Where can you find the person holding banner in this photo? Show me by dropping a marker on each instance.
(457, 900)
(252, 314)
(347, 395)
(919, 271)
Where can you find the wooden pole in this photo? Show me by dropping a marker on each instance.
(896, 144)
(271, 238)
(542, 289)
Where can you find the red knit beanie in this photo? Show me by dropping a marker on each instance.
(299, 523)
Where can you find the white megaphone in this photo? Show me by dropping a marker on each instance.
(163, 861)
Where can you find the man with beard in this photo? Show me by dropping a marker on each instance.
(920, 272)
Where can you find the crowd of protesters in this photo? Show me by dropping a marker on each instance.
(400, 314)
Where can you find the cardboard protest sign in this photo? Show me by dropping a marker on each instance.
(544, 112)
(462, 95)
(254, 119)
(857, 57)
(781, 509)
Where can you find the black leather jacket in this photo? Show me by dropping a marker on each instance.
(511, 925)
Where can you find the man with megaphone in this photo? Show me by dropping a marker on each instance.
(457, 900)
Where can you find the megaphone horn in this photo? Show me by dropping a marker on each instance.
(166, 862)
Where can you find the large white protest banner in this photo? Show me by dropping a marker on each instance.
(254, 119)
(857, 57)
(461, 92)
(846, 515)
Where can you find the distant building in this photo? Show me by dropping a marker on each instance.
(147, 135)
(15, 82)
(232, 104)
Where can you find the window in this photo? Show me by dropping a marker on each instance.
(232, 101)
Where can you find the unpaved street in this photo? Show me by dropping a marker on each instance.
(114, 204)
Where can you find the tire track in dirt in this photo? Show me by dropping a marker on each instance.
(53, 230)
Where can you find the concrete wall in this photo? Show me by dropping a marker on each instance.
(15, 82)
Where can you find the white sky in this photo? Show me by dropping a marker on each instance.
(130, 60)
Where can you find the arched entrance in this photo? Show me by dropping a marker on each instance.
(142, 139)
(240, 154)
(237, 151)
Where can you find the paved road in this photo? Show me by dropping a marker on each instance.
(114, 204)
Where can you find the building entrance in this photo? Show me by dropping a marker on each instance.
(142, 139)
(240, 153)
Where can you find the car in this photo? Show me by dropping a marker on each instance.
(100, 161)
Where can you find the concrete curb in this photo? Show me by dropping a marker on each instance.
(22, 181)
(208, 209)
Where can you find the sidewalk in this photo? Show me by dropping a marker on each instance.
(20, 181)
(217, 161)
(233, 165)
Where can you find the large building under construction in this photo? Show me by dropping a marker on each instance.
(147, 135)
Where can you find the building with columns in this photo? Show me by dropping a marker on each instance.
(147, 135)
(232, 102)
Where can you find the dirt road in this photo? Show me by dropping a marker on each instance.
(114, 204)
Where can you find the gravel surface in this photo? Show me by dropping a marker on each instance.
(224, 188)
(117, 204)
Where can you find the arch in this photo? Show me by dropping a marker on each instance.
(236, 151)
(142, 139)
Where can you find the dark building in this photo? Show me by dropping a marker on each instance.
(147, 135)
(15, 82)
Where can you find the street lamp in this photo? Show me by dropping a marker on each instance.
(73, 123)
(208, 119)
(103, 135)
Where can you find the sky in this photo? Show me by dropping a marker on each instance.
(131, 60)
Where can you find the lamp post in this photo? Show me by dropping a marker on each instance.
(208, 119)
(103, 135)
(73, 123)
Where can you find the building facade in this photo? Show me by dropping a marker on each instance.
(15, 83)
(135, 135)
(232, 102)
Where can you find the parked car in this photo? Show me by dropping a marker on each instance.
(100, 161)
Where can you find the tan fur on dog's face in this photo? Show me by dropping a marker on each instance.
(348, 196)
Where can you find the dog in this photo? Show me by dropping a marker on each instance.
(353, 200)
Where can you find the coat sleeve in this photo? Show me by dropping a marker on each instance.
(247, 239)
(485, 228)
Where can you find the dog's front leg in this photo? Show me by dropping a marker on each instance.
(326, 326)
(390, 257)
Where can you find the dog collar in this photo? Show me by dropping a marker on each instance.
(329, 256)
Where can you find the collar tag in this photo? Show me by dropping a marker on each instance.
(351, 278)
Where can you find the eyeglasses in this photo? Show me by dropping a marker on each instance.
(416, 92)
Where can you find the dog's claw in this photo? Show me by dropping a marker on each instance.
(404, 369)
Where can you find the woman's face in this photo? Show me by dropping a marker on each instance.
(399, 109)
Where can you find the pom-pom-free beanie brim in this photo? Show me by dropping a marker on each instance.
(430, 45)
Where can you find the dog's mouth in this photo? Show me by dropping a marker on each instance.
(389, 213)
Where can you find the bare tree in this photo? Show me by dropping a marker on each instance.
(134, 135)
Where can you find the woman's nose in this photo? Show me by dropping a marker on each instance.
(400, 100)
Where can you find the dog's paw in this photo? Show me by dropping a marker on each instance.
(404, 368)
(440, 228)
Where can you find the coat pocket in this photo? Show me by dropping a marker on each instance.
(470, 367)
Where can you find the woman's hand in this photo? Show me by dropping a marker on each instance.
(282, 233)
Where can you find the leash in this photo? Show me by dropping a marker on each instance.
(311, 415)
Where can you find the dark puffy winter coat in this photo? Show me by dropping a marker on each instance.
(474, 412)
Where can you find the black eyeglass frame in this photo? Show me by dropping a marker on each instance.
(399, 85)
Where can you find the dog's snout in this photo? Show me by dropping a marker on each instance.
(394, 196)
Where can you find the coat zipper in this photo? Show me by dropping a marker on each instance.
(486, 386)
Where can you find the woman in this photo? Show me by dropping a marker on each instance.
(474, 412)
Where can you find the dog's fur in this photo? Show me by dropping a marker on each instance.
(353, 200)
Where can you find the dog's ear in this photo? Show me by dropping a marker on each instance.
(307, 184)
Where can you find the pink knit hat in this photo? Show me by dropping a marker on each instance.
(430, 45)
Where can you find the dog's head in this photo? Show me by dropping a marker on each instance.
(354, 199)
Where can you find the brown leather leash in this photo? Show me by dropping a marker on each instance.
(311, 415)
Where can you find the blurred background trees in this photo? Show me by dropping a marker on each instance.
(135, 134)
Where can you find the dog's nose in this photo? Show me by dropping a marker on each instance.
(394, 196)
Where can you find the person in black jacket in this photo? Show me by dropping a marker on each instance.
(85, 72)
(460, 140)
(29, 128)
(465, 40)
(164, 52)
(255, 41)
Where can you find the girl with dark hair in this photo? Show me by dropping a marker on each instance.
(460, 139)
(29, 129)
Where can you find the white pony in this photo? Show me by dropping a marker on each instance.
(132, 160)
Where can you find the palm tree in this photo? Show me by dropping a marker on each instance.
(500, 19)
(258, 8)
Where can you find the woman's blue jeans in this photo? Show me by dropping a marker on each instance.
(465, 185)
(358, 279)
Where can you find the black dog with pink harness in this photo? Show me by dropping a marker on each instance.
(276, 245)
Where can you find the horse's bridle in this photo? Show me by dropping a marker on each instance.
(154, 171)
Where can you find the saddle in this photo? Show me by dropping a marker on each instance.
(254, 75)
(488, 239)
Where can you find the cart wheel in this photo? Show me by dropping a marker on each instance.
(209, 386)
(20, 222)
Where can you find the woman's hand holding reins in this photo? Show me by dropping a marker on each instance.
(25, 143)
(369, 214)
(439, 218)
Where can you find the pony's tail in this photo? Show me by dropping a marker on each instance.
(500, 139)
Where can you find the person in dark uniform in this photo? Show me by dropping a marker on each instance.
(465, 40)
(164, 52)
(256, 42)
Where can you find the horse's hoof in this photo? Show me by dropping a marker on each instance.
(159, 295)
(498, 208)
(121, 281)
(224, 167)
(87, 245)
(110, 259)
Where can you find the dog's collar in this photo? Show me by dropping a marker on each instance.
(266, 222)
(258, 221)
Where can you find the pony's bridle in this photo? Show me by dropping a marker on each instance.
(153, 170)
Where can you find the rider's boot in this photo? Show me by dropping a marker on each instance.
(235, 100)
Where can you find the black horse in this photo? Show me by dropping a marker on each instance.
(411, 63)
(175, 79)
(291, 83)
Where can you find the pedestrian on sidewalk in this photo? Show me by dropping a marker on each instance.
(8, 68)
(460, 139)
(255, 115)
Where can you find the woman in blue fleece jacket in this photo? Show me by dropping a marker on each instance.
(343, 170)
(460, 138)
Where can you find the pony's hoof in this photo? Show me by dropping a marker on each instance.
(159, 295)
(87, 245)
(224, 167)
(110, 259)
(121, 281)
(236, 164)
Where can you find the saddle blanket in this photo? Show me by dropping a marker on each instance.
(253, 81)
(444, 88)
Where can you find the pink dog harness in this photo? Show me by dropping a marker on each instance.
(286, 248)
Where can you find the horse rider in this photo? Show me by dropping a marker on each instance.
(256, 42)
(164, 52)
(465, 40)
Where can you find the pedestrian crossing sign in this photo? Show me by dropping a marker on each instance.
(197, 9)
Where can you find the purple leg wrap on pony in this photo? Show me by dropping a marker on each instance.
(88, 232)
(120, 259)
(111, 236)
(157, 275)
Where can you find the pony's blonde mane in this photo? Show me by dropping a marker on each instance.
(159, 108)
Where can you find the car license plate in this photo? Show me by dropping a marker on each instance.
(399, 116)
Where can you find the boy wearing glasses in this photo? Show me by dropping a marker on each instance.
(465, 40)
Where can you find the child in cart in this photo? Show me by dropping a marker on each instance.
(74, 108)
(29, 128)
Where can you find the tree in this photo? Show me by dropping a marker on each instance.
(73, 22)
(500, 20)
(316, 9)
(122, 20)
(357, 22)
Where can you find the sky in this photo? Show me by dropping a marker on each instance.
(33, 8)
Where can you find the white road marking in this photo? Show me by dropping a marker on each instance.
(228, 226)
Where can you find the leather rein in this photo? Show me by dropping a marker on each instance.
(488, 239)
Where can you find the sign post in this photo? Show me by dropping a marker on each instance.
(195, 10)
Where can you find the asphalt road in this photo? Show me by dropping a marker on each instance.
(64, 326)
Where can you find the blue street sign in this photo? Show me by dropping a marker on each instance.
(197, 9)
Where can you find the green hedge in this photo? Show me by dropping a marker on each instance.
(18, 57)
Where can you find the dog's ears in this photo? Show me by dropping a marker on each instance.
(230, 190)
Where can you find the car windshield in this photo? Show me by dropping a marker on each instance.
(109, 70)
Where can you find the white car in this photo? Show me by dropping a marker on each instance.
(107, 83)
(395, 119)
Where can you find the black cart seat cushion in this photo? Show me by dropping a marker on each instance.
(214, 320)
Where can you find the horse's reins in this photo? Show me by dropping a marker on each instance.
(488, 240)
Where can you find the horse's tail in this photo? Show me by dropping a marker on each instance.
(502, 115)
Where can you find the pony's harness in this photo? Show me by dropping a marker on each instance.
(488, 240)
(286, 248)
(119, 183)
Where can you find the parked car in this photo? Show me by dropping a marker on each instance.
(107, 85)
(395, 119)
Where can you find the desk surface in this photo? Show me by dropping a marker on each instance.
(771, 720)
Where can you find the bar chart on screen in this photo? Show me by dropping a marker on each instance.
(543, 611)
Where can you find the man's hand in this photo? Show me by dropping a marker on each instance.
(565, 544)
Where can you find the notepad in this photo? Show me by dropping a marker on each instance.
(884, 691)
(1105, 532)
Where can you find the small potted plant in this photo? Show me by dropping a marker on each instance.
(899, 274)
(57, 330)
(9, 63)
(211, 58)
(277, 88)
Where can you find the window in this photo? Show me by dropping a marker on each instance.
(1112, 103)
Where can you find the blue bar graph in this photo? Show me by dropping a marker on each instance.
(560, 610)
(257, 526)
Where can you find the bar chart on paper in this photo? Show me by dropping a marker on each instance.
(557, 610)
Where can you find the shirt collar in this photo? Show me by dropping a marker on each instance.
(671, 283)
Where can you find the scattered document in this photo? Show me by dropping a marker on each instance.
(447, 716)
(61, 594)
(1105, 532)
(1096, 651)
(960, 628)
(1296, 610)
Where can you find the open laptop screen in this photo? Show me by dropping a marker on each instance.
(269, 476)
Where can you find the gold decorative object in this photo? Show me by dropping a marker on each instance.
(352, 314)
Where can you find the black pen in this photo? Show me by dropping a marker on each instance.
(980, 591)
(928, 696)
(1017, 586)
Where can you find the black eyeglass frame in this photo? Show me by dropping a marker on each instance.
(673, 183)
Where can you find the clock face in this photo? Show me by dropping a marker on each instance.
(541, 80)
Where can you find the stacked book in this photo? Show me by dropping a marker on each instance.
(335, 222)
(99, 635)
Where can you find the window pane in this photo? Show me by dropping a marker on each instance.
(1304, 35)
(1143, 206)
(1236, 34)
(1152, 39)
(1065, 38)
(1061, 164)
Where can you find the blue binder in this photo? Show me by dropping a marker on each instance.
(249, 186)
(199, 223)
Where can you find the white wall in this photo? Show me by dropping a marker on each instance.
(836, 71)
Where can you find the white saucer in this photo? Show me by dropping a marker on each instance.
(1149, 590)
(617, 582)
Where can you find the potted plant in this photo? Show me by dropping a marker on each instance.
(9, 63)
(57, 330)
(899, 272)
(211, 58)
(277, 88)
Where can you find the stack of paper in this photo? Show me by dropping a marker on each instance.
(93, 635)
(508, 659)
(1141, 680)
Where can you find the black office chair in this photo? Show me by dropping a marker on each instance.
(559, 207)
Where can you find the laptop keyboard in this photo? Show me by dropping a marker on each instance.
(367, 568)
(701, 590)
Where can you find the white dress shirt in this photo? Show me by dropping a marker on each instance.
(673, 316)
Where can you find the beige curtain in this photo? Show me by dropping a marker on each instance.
• • • • •
• _Work instructions_
Return only what runs from the line containing "Where can you find the black office" to the last line of the records above, both ends included, exactly as written.

• _Reply to the task_
Where can you find the black office chair in this photo? Show me by dropping a marker on each instance.
(559, 207)
Where can you find the laptop keyboard in this photo? Show me by dropping a marker on each instance.
(367, 568)
(701, 590)
Where can you find the white dress shirt in this photo? Show me by dropping a marker on each instance.
(673, 316)
Where can you find the beige curtain in this photo? Show me by dropping a marker on each instance.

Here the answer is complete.